• **Work request**
All lines up to and including the one that contains "Tag one point on each instance of the dog's tail" are to be transcribed exactly, starting from the first line of the records.
------------------------------
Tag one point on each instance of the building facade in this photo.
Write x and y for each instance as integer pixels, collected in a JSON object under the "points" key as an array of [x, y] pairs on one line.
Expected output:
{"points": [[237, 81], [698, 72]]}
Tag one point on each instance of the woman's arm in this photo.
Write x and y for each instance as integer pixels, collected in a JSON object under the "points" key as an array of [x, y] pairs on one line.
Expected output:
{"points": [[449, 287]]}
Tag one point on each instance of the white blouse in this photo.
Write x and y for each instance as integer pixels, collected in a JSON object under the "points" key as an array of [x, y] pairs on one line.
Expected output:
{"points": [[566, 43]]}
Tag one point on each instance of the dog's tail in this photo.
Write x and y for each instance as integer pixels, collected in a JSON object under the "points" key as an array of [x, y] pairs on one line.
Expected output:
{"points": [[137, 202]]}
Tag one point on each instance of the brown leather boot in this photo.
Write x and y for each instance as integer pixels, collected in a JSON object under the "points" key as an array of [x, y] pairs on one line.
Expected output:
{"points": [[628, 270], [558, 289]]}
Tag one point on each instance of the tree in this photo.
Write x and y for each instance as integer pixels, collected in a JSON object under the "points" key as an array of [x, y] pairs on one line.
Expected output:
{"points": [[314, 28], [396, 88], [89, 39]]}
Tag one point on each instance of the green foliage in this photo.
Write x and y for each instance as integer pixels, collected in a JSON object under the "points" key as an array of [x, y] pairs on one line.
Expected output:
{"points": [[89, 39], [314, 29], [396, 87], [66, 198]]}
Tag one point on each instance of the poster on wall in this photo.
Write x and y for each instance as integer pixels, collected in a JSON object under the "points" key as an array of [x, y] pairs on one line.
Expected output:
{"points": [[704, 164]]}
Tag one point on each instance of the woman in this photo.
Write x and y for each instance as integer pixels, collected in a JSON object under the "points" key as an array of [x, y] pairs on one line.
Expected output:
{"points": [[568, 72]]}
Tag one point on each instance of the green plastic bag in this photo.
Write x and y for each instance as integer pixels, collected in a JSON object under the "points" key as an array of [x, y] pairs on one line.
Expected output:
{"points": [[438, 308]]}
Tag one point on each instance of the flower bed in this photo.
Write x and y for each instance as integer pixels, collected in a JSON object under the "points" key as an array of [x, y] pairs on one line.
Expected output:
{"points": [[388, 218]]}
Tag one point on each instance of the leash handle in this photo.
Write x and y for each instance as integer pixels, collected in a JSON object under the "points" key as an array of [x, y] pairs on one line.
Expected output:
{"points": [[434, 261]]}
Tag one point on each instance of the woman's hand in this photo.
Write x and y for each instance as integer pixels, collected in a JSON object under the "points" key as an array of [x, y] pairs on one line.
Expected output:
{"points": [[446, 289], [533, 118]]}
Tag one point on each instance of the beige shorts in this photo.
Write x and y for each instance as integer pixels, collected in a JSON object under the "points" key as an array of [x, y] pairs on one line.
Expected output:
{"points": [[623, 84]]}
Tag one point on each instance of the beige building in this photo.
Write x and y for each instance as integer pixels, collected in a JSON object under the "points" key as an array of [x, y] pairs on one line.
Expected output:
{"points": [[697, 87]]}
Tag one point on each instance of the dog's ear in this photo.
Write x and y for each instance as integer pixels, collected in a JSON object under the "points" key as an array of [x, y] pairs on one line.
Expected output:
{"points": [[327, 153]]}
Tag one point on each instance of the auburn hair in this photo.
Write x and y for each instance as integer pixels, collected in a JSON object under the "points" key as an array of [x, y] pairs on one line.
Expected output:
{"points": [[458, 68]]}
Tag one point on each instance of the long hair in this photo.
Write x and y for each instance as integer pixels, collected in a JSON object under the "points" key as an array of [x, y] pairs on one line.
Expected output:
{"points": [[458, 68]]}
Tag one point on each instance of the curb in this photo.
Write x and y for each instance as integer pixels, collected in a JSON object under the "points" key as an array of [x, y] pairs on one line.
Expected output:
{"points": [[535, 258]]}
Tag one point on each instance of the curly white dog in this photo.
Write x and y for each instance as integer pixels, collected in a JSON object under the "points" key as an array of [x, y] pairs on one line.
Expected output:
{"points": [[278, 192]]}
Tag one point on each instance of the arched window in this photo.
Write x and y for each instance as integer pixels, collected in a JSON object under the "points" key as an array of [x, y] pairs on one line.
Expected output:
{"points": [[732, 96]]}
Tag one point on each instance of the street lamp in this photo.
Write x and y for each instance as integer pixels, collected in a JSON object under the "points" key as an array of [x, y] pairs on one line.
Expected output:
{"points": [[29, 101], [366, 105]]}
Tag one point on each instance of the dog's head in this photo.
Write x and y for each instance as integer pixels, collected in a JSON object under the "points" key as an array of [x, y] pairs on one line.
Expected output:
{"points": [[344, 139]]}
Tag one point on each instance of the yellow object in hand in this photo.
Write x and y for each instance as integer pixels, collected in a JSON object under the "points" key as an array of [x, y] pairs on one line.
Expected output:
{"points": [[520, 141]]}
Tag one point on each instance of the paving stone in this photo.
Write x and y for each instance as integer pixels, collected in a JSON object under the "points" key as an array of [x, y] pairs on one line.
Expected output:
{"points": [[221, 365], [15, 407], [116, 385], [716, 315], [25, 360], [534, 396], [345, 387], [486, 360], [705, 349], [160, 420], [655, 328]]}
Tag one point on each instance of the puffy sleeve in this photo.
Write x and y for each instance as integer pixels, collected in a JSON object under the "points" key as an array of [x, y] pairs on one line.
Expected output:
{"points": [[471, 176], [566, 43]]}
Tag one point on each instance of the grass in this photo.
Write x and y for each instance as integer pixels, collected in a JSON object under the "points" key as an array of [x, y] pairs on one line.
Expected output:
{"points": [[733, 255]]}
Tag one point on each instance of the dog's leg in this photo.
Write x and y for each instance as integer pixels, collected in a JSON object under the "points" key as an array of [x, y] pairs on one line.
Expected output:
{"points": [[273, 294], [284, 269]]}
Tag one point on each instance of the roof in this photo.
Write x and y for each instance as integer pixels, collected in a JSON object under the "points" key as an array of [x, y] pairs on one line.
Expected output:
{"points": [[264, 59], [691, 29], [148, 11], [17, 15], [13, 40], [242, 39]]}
------------------------------
• **Your solution**
Tag one point on each instance of the building facade in this photo.
Write x and y for each instance as integer pixels, collected in a JSON object under the "points" key as an array of [x, y] pairs on one line.
Expected output:
{"points": [[237, 81], [698, 72]]}
Tag one point on each instance of the woman's arm in this photo.
Write x and y for each instance as integer pixels, collected in a JSON object under the "points" key as an array of [x, y] pairs on one line.
Expected output:
{"points": [[449, 287]]}
Tag one point on each instance of the white blouse in this photo.
Write x and y for each instance as integer pixels, collected in a JSON object under the "points" key as an array of [x, y] pairs on one line.
Expected output:
{"points": [[566, 43]]}
Tag one point on each instance of the dog's tail in this photo.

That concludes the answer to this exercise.